(Part of a data file)
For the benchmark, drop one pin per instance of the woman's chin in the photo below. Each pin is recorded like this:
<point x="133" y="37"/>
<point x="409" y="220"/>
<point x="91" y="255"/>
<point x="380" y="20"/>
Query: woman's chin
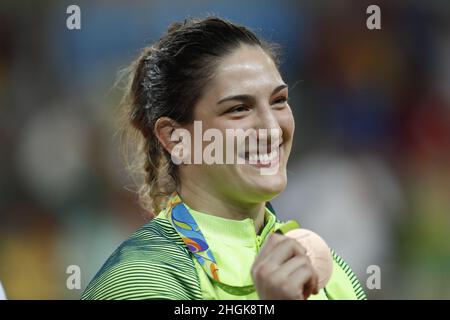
<point x="266" y="187"/>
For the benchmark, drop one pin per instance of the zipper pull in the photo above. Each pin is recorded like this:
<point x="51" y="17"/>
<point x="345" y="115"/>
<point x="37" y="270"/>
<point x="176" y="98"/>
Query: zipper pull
<point x="258" y="242"/>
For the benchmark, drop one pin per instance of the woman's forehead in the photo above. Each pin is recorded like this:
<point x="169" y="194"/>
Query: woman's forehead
<point x="246" y="69"/>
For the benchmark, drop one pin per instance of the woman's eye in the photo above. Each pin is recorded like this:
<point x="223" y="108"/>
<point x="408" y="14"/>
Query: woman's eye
<point x="237" y="109"/>
<point x="280" y="100"/>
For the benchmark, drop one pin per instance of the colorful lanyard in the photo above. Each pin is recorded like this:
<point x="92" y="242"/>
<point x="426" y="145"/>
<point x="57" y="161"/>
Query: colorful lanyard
<point x="189" y="231"/>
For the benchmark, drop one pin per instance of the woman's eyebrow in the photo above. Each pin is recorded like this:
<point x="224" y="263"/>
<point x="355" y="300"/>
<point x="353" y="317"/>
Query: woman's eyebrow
<point x="247" y="97"/>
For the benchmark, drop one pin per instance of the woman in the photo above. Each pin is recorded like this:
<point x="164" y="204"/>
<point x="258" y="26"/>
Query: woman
<point x="213" y="236"/>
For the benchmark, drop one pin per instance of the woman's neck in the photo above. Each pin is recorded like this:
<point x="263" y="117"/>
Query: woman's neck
<point x="213" y="204"/>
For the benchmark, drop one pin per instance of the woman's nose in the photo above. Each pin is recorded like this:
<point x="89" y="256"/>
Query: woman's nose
<point x="268" y="121"/>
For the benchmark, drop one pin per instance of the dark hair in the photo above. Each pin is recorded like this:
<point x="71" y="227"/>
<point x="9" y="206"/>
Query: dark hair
<point x="167" y="79"/>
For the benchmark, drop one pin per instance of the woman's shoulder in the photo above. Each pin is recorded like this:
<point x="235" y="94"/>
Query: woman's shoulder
<point x="152" y="263"/>
<point x="343" y="285"/>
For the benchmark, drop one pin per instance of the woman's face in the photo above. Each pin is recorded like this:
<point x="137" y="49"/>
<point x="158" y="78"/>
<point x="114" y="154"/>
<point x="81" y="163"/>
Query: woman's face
<point x="247" y="92"/>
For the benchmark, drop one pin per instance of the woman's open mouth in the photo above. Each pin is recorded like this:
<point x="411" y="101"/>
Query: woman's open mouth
<point x="261" y="160"/>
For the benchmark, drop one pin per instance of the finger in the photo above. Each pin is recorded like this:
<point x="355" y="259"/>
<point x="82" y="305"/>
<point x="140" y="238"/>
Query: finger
<point x="281" y="252"/>
<point x="292" y="265"/>
<point x="272" y="240"/>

## [AIM]
Please lay out every line of the entries above as a Markdown table with two columns, "Row" for the row number and "Entry Line" for the line itself. Leave out blank lines and pictures.

## [RESULT]
| Row | Entry Line |
|---|---|
| 1 | For the benchmark, drop one pin per instance of the woman's chin in the photo below. Each pin is recorded like this: |
| 2 | <point x="133" y="37"/> |
| 3 | <point x="409" y="220"/> |
| 4 | <point x="91" y="255"/> |
| 5 | <point x="380" y="20"/> |
| 6 | Query: woman's chin |
| 7 | <point x="266" y="187"/> |
| 8 | For the benchmark, drop one pin per instance of the zipper pull in the photo above. Each pin is recorded like this: |
| 9 | <point x="51" y="17"/> |
| 10 | <point x="345" y="115"/> |
| 11 | <point x="37" y="270"/> |
| 12 | <point x="176" y="98"/> |
| 13 | Query: zipper pull |
| 14 | <point x="258" y="242"/> |
| 15 | For the benchmark, drop one pin per instance of the woman's forehead in the photo above. Each pin is recorded like this: |
| 16 | <point x="169" y="194"/> |
| 17 | Query: woman's forehead |
| 18 | <point x="246" y="69"/> |
| 19 | For the benchmark, drop one pin per instance of the woman's eye in the photo above. Each pin is recorded like this: |
| 20 | <point x="223" y="108"/> |
| 21 | <point x="408" y="14"/> |
| 22 | Query: woman's eye |
| 23 | <point x="237" y="109"/> |
| 24 | <point x="280" y="100"/> |
| 25 | For the benchmark, drop one pin per instance of the colorful lanyard in the photo above. Each pin is recorded like this: |
| 26 | <point x="92" y="242"/> |
| 27 | <point x="426" y="145"/> |
| 28 | <point x="57" y="161"/> |
| 29 | Query: colorful lanyard |
| 30 | <point x="189" y="231"/> |
| 31 | For the benchmark, drop one pin per instance of the woman's eyebrow in the photo above. Each pin is recorded like this: |
| 32 | <point x="224" y="263"/> |
| 33 | <point x="355" y="300"/> |
| 34 | <point x="353" y="317"/> |
| 35 | Query: woman's eyebrow |
| 36 | <point x="247" y="97"/> |
| 37 | For the benchmark, drop one pin per instance of the woman in the photo above. Each pin is recorded like this: |
| 38 | <point x="164" y="204"/> |
| 39 | <point x="258" y="26"/> |
| 40 | Query: woman |
| 41 | <point x="213" y="236"/> |
| 42 | For the benchmark, drop one pin per instance of the woman's neck in the photo above. Each pin is recorded like this: |
| 43 | <point x="263" y="117"/> |
| 44 | Query: woman's neck |
| 45 | <point x="213" y="204"/> |
| 46 | For the benchmark, drop one pin per instance of the woman's nose in the photo above. Each pin is recorded like this: |
| 47 | <point x="89" y="256"/> |
| 48 | Query: woman's nose |
| 49 | <point x="268" y="121"/> |
| 50 | For the benchmark, drop one pin per instance of the dark hair in the photo above. Each pin is recorded like this: |
| 51 | <point x="71" y="227"/> |
| 52 | <point x="9" y="206"/> |
| 53 | Query: dark hair |
| 54 | <point x="167" y="79"/> |
| 55 | For the benchmark, drop one pin per instance of the woman's shoulder in the photo above. Each pin is recorded like this: |
| 56 | <point x="235" y="94"/> |
| 57 | Query: woman's shoulder |
| 58 | <point x="152" y="263"/> |
| 59 | <point x="343" y="285"/> |
| 60 | For the benchmark, drop one pin per instance of the woman's face in the photo above. Each pin is recorded like this: |
| 61 | <point x="137" y="49"/> |
| 62 | <point x="158" y="78"/> |
| 63 | <point x="114" y="154"/> |
| 64 | <point x="81" y="163"/> |
| 65 | Query: woman's face |
| 66 | <point x="247" y="92"/> |
| 67 | For the benchmark, drop one pin per instance of the woman's open mouth in the photo above. Each pin is recorded like this: |
| 68 | <point x="411" y="101"/> |
| 69 | Query: woman's open mouth |
| 70 | <point x="261" y="160"/> |
| 71 | For the benchmark, drop one pin per instance of the finger in the photo above. Each pin is recorded like this: |
| 72 | <point x="355" y="259"/> |
| 73 | <point x="82" y="305"/> |
| 74 | <point x="140" y="238"/> |
| 75 | Query: finger |
| 76 | <point x="281" y="252"/> |
| 77 | <point x="292" y="265"/> |
| 78 | <point x="272" y="240"/> |